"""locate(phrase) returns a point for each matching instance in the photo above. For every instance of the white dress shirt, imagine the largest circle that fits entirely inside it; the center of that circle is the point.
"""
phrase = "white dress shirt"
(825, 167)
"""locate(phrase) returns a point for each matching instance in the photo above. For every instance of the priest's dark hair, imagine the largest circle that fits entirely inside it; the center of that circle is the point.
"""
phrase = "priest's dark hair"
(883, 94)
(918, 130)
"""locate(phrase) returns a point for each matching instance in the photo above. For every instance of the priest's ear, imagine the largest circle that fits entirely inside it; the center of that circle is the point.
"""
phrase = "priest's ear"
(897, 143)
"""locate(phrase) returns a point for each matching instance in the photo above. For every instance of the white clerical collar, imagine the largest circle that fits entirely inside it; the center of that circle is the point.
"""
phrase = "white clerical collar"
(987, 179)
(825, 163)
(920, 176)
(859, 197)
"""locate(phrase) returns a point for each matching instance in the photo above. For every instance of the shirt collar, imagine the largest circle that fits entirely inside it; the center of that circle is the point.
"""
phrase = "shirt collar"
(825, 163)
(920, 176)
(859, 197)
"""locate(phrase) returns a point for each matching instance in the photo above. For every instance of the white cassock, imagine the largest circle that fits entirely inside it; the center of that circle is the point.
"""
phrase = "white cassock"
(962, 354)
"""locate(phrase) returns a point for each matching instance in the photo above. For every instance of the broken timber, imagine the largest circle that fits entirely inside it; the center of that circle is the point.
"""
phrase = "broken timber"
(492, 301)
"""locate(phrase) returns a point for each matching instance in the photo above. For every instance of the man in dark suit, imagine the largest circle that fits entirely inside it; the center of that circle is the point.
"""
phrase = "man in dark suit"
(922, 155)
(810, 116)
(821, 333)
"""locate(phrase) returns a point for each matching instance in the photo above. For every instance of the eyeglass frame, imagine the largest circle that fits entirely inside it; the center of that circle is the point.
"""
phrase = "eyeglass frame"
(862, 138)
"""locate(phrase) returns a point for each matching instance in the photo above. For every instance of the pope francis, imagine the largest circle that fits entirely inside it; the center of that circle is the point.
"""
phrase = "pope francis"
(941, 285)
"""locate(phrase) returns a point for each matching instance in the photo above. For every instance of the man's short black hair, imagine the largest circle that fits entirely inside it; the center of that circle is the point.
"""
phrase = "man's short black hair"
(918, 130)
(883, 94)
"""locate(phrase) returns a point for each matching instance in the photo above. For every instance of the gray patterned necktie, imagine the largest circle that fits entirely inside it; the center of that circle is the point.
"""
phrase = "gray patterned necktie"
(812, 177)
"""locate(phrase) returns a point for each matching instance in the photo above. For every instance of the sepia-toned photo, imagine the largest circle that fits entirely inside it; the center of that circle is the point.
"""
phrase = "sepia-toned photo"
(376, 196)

* * *

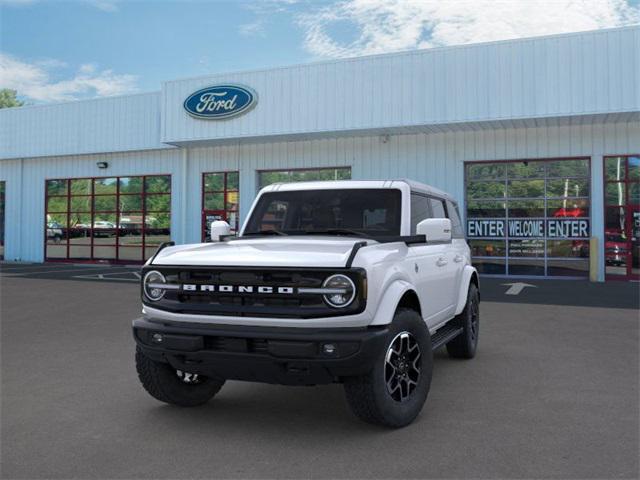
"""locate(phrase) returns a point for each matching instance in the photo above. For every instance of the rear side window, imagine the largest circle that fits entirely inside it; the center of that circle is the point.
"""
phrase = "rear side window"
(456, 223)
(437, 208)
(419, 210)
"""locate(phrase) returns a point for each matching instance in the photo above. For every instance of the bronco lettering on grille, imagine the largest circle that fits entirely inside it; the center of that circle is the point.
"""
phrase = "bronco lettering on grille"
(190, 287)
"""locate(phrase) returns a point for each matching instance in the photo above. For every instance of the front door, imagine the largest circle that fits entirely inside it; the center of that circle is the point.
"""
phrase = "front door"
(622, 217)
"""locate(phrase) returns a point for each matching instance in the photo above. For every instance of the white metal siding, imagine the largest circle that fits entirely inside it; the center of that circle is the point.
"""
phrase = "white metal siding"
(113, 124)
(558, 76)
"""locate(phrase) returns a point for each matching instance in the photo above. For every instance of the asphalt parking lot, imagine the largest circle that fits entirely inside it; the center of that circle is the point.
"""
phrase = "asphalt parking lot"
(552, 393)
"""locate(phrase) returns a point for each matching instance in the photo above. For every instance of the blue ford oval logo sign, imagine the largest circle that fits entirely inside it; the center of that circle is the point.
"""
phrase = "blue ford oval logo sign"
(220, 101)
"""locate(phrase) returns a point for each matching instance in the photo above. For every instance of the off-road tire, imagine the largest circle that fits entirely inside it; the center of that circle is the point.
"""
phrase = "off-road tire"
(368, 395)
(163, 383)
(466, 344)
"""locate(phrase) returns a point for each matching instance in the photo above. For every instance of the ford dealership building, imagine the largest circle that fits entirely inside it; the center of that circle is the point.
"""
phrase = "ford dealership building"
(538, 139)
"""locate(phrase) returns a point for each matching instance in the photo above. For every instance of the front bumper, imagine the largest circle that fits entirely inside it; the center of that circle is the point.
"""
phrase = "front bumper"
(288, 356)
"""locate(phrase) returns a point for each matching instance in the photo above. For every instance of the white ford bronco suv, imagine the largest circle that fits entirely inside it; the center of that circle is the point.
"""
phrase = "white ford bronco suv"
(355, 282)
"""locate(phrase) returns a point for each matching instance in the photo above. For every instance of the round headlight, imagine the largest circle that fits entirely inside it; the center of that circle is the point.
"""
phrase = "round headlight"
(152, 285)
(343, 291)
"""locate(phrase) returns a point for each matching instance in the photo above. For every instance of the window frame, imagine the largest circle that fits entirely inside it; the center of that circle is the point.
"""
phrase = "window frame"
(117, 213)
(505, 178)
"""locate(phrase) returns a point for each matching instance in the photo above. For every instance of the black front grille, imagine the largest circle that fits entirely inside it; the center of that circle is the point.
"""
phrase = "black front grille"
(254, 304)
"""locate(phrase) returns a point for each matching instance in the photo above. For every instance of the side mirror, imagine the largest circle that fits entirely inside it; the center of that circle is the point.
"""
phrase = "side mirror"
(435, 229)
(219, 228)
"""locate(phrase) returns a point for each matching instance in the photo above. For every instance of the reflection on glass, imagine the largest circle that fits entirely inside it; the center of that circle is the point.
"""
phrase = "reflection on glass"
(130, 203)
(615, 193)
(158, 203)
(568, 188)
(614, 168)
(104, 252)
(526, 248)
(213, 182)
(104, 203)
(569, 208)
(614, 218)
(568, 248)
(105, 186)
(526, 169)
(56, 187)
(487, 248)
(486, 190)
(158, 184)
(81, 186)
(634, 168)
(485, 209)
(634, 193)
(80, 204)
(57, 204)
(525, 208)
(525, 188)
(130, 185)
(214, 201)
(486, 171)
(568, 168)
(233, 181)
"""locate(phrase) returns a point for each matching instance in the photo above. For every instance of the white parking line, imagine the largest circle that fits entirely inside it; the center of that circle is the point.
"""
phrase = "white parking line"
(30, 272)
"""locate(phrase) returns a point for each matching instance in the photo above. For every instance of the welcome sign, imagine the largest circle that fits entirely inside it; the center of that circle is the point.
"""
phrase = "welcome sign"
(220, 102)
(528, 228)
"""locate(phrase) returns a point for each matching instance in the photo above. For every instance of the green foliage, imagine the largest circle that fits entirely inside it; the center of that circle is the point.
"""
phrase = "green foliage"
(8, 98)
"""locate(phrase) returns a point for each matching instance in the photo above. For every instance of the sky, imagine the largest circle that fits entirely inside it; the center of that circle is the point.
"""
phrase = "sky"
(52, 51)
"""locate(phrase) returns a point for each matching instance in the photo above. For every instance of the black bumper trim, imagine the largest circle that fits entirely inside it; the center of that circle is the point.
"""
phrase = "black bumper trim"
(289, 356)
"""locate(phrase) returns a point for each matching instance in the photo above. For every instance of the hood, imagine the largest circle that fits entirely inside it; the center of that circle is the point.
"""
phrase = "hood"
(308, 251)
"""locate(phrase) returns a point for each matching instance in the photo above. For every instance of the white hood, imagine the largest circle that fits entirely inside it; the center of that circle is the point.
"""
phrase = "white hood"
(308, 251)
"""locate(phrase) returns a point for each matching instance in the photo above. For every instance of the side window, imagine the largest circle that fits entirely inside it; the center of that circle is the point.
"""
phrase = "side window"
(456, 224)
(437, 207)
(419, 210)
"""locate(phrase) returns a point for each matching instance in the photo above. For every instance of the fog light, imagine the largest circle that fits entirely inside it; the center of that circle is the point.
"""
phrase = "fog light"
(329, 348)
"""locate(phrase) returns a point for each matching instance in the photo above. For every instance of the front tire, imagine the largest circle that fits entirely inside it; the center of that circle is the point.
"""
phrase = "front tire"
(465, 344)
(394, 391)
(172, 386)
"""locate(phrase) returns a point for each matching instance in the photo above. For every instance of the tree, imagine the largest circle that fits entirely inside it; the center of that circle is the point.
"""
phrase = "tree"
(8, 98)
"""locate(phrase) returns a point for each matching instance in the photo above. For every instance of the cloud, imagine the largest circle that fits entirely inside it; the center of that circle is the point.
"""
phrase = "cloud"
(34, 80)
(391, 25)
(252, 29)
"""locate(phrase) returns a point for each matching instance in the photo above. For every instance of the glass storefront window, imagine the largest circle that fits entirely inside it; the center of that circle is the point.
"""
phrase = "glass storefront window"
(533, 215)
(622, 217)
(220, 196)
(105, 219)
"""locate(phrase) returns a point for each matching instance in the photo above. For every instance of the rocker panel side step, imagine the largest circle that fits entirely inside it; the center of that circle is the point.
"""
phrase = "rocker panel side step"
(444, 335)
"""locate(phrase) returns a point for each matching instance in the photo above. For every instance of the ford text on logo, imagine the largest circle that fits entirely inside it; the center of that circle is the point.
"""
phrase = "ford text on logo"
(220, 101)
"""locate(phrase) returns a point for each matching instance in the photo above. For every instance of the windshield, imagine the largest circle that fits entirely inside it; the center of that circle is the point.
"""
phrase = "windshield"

* * *

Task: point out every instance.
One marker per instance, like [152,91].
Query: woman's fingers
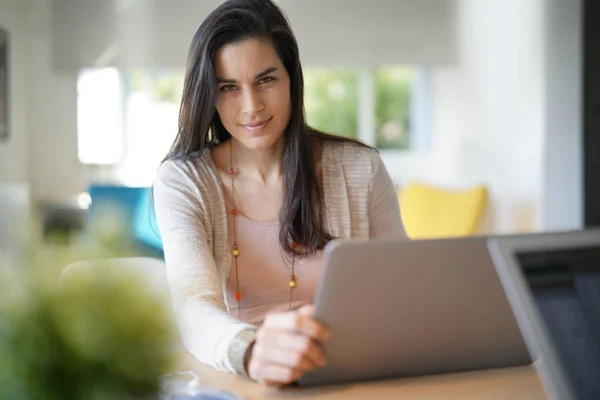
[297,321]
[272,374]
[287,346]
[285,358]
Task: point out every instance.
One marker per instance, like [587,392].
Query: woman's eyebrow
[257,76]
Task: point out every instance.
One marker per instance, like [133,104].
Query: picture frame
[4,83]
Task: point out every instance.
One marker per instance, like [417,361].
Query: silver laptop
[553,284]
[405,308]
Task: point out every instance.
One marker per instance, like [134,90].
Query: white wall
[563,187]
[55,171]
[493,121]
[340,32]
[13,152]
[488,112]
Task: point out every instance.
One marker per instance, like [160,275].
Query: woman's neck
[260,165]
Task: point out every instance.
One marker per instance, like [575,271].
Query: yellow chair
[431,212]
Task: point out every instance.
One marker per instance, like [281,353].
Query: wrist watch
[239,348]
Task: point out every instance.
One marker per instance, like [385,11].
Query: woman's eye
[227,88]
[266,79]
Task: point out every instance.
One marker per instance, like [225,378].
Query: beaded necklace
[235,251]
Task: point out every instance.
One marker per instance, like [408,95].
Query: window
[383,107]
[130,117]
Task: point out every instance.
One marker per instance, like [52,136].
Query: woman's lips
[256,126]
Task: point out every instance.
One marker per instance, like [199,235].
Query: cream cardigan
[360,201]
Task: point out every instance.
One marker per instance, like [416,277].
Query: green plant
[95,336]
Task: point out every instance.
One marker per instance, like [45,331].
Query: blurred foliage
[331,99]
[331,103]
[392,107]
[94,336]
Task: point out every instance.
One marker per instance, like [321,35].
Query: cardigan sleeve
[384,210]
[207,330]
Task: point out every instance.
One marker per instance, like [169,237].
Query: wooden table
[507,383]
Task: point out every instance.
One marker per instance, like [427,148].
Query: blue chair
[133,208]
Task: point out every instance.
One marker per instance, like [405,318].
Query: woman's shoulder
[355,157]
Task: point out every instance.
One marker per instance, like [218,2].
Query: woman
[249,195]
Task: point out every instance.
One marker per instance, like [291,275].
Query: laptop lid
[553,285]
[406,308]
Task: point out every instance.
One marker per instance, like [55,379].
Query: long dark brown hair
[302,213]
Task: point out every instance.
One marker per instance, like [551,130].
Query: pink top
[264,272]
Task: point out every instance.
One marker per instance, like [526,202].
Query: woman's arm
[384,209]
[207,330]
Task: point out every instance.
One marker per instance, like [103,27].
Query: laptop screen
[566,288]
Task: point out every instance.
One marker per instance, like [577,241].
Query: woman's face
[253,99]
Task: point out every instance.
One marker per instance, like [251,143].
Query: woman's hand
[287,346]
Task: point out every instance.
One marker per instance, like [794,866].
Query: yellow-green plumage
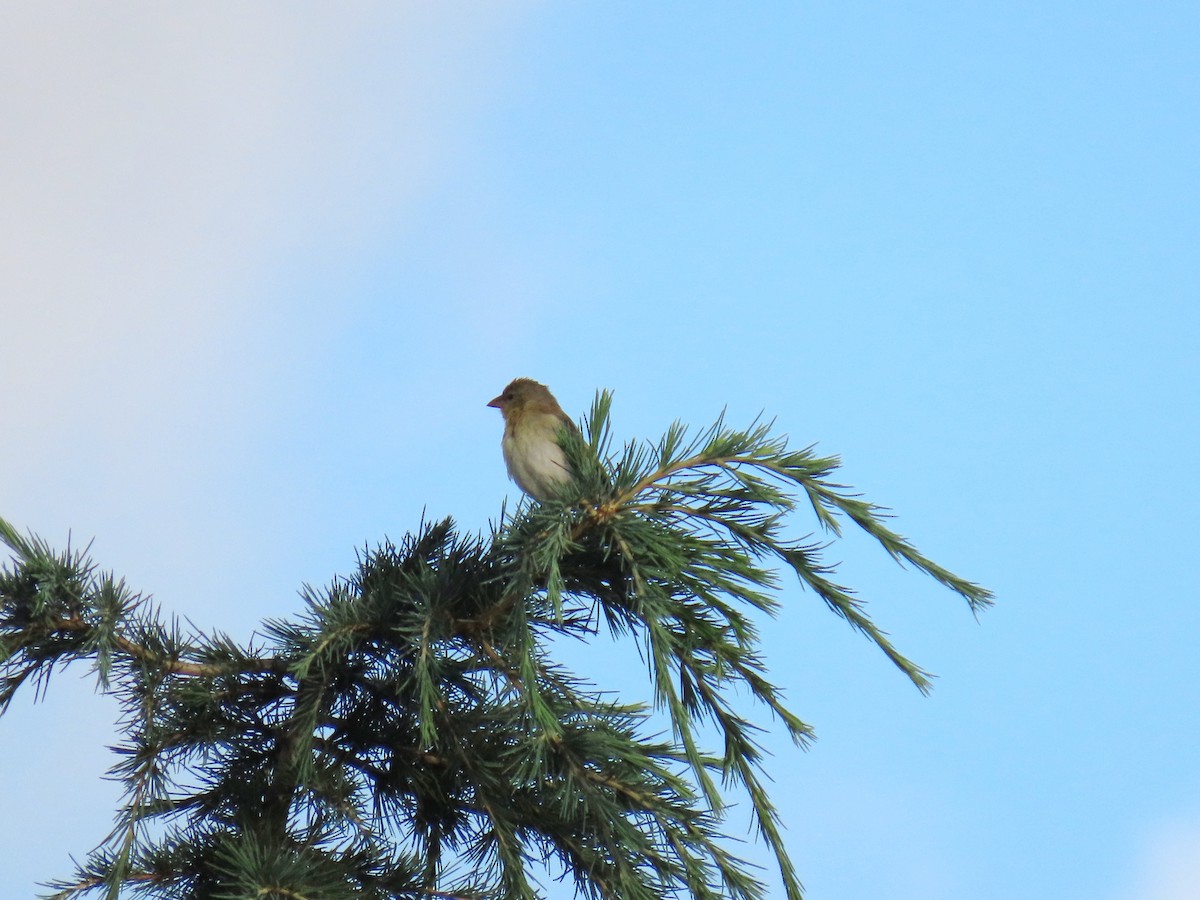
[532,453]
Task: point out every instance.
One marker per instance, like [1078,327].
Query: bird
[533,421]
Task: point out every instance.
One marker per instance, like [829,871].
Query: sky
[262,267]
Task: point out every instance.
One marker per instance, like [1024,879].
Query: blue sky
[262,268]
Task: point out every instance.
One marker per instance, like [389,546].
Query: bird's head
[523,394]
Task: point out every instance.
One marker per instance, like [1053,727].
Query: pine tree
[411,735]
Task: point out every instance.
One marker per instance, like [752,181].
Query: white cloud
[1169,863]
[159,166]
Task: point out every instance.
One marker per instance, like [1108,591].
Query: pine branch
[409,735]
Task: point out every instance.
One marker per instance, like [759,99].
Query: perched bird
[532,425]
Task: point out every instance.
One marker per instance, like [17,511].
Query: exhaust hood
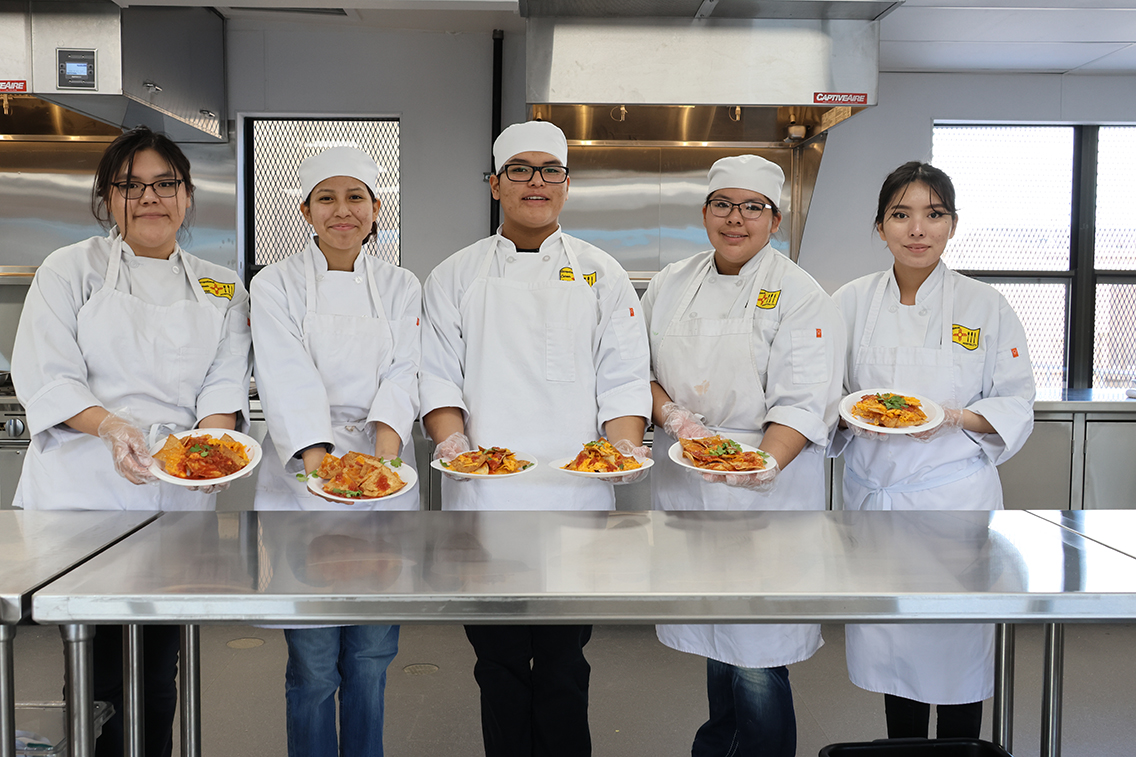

• TASK PROMPT:
Output the lines above between the one holding "One marker per instance, like [752,181]." and the one holding "Query: exhaust hood", inclusive, with nothing before or after them.

• RESULT OF THE EXERCISE:
One marker per instance, like [752,181].
Query: white cloud
[1169,863]
[159,166]
Task: point out every instance.
One marker per instance, like [1108,591].
Query: pine branch
[409,735]
Task: point out every instance.
One marker per instance, like [759,99].
Query: perched bird
[532,425]
Task: point out every instance.
One marker per instance, like [17,511].
Query: exhaust hood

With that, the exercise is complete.